(Collected data)
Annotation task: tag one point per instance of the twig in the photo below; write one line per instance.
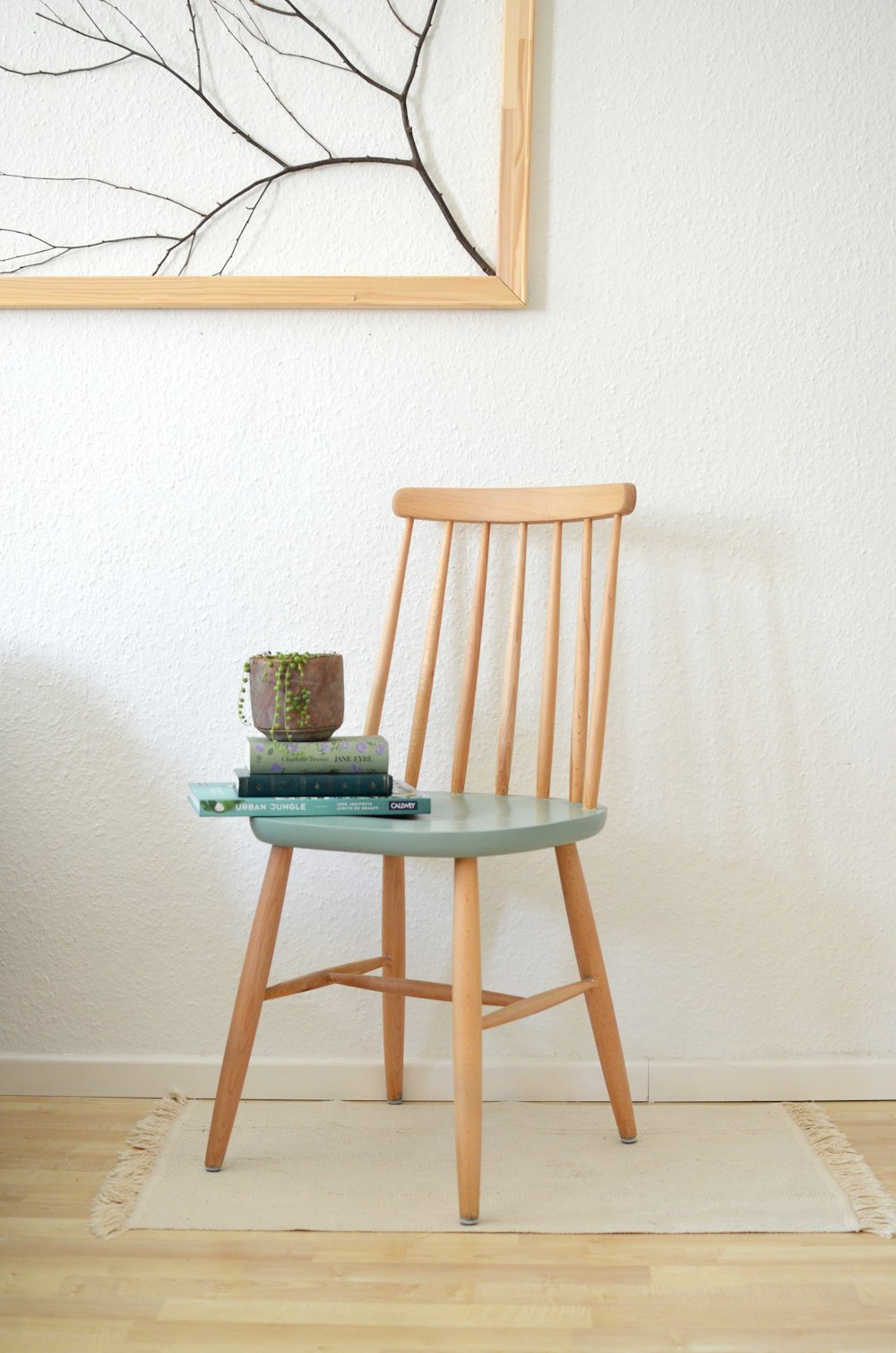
(119, 187)
(294, 13)
(236, 244)
(418, 161)
(257, 36)
(72, 71)
(267, 82)
(401, 21)
(270, 179)
(193, 24)
(163, 65)
(95, 244)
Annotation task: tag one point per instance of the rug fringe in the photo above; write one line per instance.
(874, 1206)
(113, 1206)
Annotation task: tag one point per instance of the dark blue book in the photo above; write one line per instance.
(325, 785)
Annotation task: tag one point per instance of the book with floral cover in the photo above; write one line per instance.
(349, 755)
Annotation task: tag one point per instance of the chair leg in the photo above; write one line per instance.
(394, 947)
(246, 1010)
(467, 1038)
(599, 1004)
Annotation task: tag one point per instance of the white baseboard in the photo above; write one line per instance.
(148, 1077)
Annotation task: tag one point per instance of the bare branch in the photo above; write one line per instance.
(273, 177)
(294, 13)
(119, 187)
(260, 37)
(418, 161)
(72, 71)
(236, 244)
(267, 82)
(163, 65)
(246, 30)
(401, 21)
(193, 24)
(130, 23)
(418, 49)
(65, 249)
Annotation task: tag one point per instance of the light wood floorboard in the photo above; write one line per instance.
(61, 1288)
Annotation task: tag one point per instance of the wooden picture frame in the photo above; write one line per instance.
(505, 291)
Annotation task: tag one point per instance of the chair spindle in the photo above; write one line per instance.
(597, 723)
(387, 642)
(580, 682)
(471, 668)
(428, 662)
(548, 670)
(512, 670)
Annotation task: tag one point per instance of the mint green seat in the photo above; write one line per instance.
(464, 825)
(459, 824)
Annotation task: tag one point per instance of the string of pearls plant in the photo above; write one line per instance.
(290, 698)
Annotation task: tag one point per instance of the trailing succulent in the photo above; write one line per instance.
(291, 698)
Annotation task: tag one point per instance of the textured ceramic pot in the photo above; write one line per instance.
(321, 676)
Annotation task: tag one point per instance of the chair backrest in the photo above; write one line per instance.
(521, 508)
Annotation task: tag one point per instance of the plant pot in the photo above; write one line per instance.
(305, 705)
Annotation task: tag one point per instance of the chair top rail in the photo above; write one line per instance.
(513, 506)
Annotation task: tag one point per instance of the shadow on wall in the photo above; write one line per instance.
(727, 854)
(102, 875)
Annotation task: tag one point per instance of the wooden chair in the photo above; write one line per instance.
(464, 825)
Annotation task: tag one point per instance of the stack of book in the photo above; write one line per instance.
(345, 775)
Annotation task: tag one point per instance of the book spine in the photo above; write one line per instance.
(323, 785)
(371, 806)
(340, 755)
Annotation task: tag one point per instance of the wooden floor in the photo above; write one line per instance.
(64, 1289)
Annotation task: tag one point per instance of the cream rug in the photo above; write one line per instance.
(371, 1167)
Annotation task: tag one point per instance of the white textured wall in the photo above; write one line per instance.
(712, 317)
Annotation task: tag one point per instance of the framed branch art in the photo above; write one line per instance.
(264, 153)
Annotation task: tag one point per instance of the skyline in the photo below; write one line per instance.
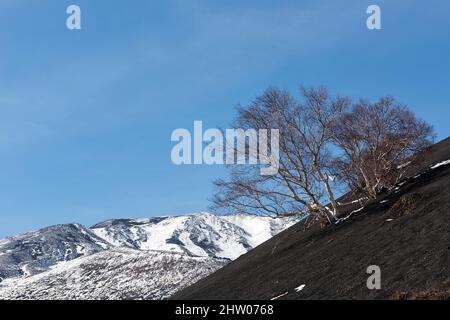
(86, 115)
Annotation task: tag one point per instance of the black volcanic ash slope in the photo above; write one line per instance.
(406, 232)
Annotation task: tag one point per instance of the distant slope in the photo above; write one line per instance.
(126, 258)
(114, 274)
(34, 252)
(406, 232)
(200, 234)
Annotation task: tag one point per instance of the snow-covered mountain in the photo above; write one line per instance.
(200, 234)
(119, 273)
(126, 258)
(34, 252)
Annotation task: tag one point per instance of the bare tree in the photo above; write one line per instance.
(303, 185)
(376, 141)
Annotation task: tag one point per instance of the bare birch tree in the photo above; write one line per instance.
(303, 185)
(376, 142)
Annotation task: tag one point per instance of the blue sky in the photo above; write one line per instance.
(86, 116)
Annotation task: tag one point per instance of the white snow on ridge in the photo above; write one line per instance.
(200, 234)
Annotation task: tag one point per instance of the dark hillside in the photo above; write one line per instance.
(406, 232)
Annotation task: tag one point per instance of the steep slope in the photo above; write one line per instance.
(119, 273)
(406, 232)
(34, 252)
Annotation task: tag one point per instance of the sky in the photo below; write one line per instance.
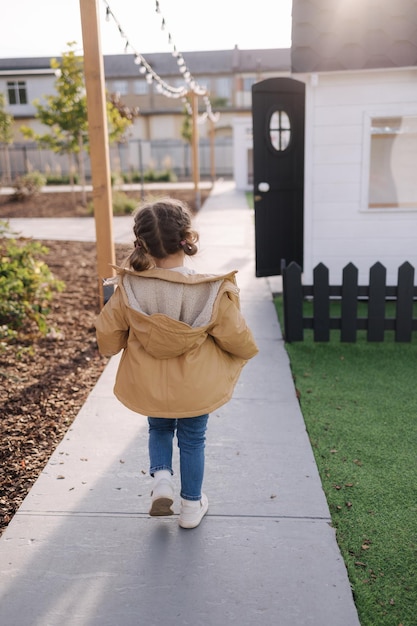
(37, 28)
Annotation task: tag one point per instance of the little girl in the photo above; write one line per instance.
(184, 344)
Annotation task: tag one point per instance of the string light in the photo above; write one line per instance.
(161, 85)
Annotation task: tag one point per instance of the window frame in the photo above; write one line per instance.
(368, 117)
(18, 88)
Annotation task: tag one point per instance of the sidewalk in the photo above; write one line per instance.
(82, 550)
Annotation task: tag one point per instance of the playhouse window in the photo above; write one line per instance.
(392, 177)
(16, 91)
(279, 130)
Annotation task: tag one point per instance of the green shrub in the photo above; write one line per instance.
(28, 185)
(26, 285)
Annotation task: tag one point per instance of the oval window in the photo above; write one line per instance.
(279, 130)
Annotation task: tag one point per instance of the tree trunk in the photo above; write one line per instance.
(81, 170)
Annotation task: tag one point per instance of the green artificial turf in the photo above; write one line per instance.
(359, 403)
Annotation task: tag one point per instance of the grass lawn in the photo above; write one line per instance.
(359, 403)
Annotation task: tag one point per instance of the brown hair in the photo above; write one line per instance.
(161, 228)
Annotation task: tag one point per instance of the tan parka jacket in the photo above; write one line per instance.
(171, 367)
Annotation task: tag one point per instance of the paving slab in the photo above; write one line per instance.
(82, 550)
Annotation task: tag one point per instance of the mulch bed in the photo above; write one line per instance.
(44, 381)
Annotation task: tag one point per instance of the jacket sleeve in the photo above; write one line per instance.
(230, 331)
(112, 328)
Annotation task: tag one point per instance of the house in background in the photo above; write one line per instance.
(155, 138)
(358, 61)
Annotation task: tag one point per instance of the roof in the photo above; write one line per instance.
(164, 64)
(333, 35)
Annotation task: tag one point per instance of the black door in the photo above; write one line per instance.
(278, 173)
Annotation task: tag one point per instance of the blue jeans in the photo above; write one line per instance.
(191, 436)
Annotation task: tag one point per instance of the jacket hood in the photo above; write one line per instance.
(169, 313)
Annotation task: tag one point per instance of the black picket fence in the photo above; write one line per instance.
(349, 295)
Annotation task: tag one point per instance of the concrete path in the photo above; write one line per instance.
(82, 550)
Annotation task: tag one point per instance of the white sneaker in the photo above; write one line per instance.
(192, 512)
(162, 498)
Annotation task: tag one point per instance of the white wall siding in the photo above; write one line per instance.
(339, 227)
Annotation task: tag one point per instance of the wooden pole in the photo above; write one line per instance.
(99, 147)
(212, 153)
(195, 155)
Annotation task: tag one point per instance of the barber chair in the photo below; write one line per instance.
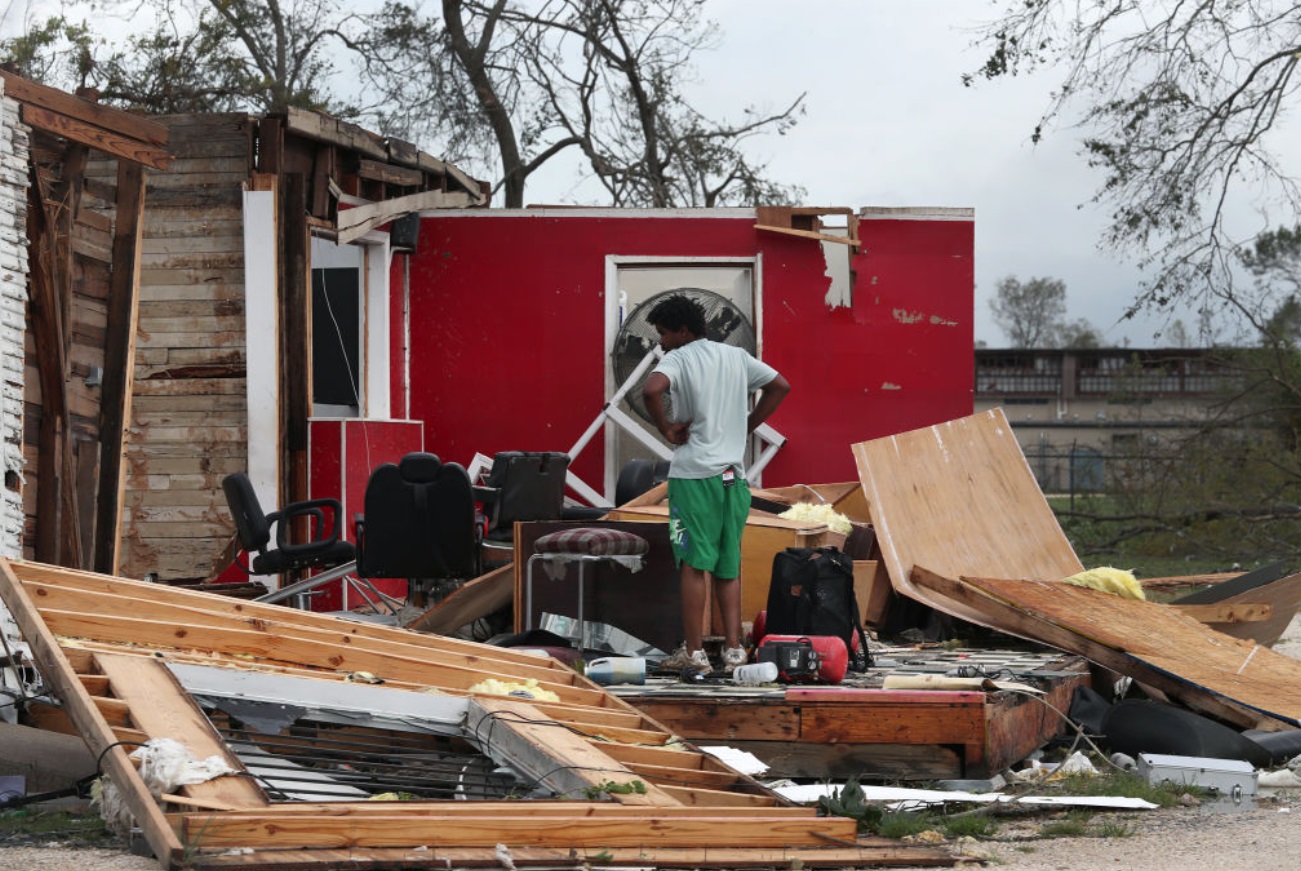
(419, 524)
(519, 486)
(323, 550)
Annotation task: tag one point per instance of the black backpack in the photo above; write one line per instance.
(812, 594)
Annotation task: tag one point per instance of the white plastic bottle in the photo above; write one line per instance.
(755, 675)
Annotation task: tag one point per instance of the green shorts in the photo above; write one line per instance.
(705, 521)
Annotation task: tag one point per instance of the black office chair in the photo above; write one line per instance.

## Assigned task
Each record above is to be copied out exactly; its pictures are not.

## Task result
Annotation task: tag one point per instance of the twig in the photo below; write one line per instance.
(119, 187)
(294, 13)
(236, 244)
(418, 161)
(257, 36)
(72, 71)
(267, 82)
(401, 21)
(270, 179)
(193, 24)
(163, 65)
(95, 244)
Annotation task: tag one point per instance of the rug fringe in the photo above; write one line per instance.
(874, 1206)
(113, 1206)
Annotation task: tag one point per instance of the dark blue book in the photo above; write one line per instance.
(325, 785)
Annotation task: tag one point per instance of the book with floral cover in the photo above; write one line per instance.
(349, 755)
Annotation task: tag one point per instance of the chair leg in the photo above; write one line per instance.
(394, 947)
(246, 1010)
(467, 1038)
(599, 1004)
Annotation task: tag one point per instance of the white baseboard in the photo above; write one line per instance.
(148, 1077)
Annotation task: tag one point per instance of the bare branch in the photo above; write one line per instance.
(273, 177)
(294, 13)
(119, 187)
(260, 37)
(418, 161)
(72, 71)
(236, 244)
(267, 82)
(163, 65)
(246, 30)
(401, 21)
(193, 24)
(130, 23)
(418, 49)
(65, 249)
Annotation task: tag one point per instance of the light wood floorboard in the photo above; write one line per instance.
(61, 1288)
Annotation task: tag one point per instance of the wooden picture frame in the photo above; write one line per instance.
(505, 291)
Annotation task: tag one point per instance of the chair spindle in the photo above; write one line per instance.
(597, 723)
(387, 642)
(580, 682)
(471, 668)
(428, 662)
(548, 670)
(512, 670)
Annotation task: tag one point per instance of the mint green seat in the photo above; write one line per instance.
(464, 825)
(459, 824)
Annotation task: tag one point per instance of the string of pearls plant in the photo above; write one line per instance.
(290, 698)
Annotation task: tag one point per instance of the trailing succulent in the photo above; write one line per instance.
(291, 698)
Annotation task: tag one point per instance of the textured ceramic pot in the photo above; write one line per instance.
(321, 676)
Annotation task: tag one point per instance of the chair backrest in the photo above; write one line per instance.
(521, 508)
Annotation task: tag one point per instance of the plant pot in the photo above; write one line per instance.
(305, 705)
Annotation task: tag one point per instance of the chair top rail in the photo above; write one line per instance.
(513, 506)
Annotation task: tag one point per instance of the shadow on wall in the photo above; write one line per instance.
(727, 854)
(102, 875)
Annotation task: tag one point per instance of the wooden chair in the photo above; write one line per instance.
(464, 825)
Annotation task: tag one point per instance of the stack of book in the photo above; write one line per instance.
(345, 775)
Annotation task: tag one point per instance of the book spine in the photo above; write one line per instance.
(323, 785)
(371, 806)
(340, 755)
Annotation task: tag one point per instance of the wooden floor in the photo above; write one line per instance.
(64, 1289)
Annotation task: tag one point per instance of the cream rug in the photo above; write one line per instance.
(371, 1167)
Annotation task: tag one point per instance of the white textured wall in the photo above; write one line per instance.
(712, 317)
Annotation task: tag one point per instance of the framed branch art in the photo above; write one line per instance.
(264, 153)
Annotation task: tag one point per instance of the skyline in the photo below; write one line per instance.
(86, 115)
Annotation task: tag one point per instance of the black volcanic ash slope in the photo above; write one line per instance.
(406, 232)
Annotation task: tag one point per instance of the distant slope in the photo above; write one line per instance.
(126, 258)
(114, 274)
(34, 252)
(406, 232)
(200, 234)
Annotation task: tag one point per instance of the snow-covered mountain in the photo above; write one line per instance.
(200, 234)
(119, 273)
(126, 258)
(34, 252)
Annotation task: tag one point per instance of the bare tree in the photo above; write one line per instance.
(303, 185)
(376, 141)
Annotation task: tag one point per instance of the bare birch tree in the photo above; write one line per instance.
(303, 185)
(376, 142)
Annotation task: tag one point per instance of the blue sky in the photo above; write one line per instance.
(86, 116)
Annotation task: tag one point per instance of the white snow on ridge in the photo above; write one line per instance.
(200, 234)
Annotation task: tag one point per instance of the dark hillside in the photo above; write one line per instance.
(406, 232)
Annotation task: tag one point per instance of the steep slope in the photo above; write one line per instance.
(119, 273)
(406, 232)
(34, 252)
Annotation task: tag one point per instance of the sky in the photo below; write one line per instance.
(37, 28)
Annotation task: tag one point per instance of the little girl in the photo above; write one line per instance.
(184, 344)
Annotation task: tag one point per instance of the string light in the photo above; write one line per instance.
(161, 85)
Annotation task: tag one point per instance of the window frame in the photo above; write one line per instance.
(368, 117)
(18, 88)
Annotation task: tag one point per instance of the sidewalk in the photo above; write one line per instance.
(82, 550)
Annotation task: tag one point per instance of the playhouse window in the photo above; write one line per instance.
(392, 177)
(16, 91)
(279, 130)
Annotation task: tag one point per instance of the green shrub in the photo above; write one line per instance.
(28, 185)
(26, 285)
Annotation task: tag one point per instance of the oval window in the photo above; write one line per instance.
(279, 130)
Annotation task: tag one point per instance of the tree trunk in the photo above; write one line per instance.
(81, 170)
Annotation task: tag one point per instance of the green artificial turf in the photo above; write one line per instance.
(359, 403)
Annotation task: tag one point per instance of the grass lawn in the photo above; write one line per instance.
(359, 403)
Annotation task: tag one point per instance of the brown hair in the photo above; write one line per instance.
(161, 228)
Annotation task: tag one point per instance of the tan parka jacket in the photo above; write one line per instance.
(171, 367)
Annotation task: tag one point per instance of the paving slab in the photo above; write one line per instance.
(82, 550)
Annotation task: tag one point per instance of the mulch bed in the photo above; write one line per instance.
(44, 381)
Annotation task: tag one point per instance of the jacket sleeve in the photo above; write one line per instance.
(230, 331)
(112, 328)
Annotation task: tag one point per instance of the house in background in the photo above; write one line per instance.
(155, 138)
(358, 61)
Annotation task: tag one point per instance of the roof in the photo above; write one line per instance.
(164, 64)
(333, 35)
Annotation task: tag one point per instance of the black door in the photo above; write one line per instance.
(278, 173)
Annotation task: tag one point per instance of the blue jeans in the photo above; write one line per instance.
(191, 436)
Annotation task: tag one point per instance of the jacket hood in the photo above; write one line per instance.
(169, 313)
Annotation task: tag one point per instance of the black picket fence in the photo above; write one line per instance.
(349, 295)
Annotation task: tag one point per instance of the concrete path in the photo above; write one line per instance.
(82, 550)
Annotation task: tag one point per instance of the white sneaker in the photo above; write one line per instance.
(192, 512)
(162, 498)
Annotation task: tag one point per instance of the white wall siding in the photo above; write one line per instance.
(339, 227)
Annotation task: tag one point per instance of the wooden pole in the photo above; write one line per instance.
(99, 147)
(212, 153)
(195, 155)
Annotation task: tag one point per instance of the barber chair in the photo below; write one line per instance.
(419, 524)
(519, 486)
(323, 550)
Annotation task: tag one point per instance of the black backpack in the photo above; write one line per instance.
(812, 594)
Annotation task: tag one point per instance of the white plastic bottle in the photo above; write one line per instance.
(755, 675)
Annotation task: tag one point per instance of the green shorts in the photo above; write one line per instance.
(705, 521)
Annotation task: tag one point per instance of the black office chair in the photo above; write one line per instance.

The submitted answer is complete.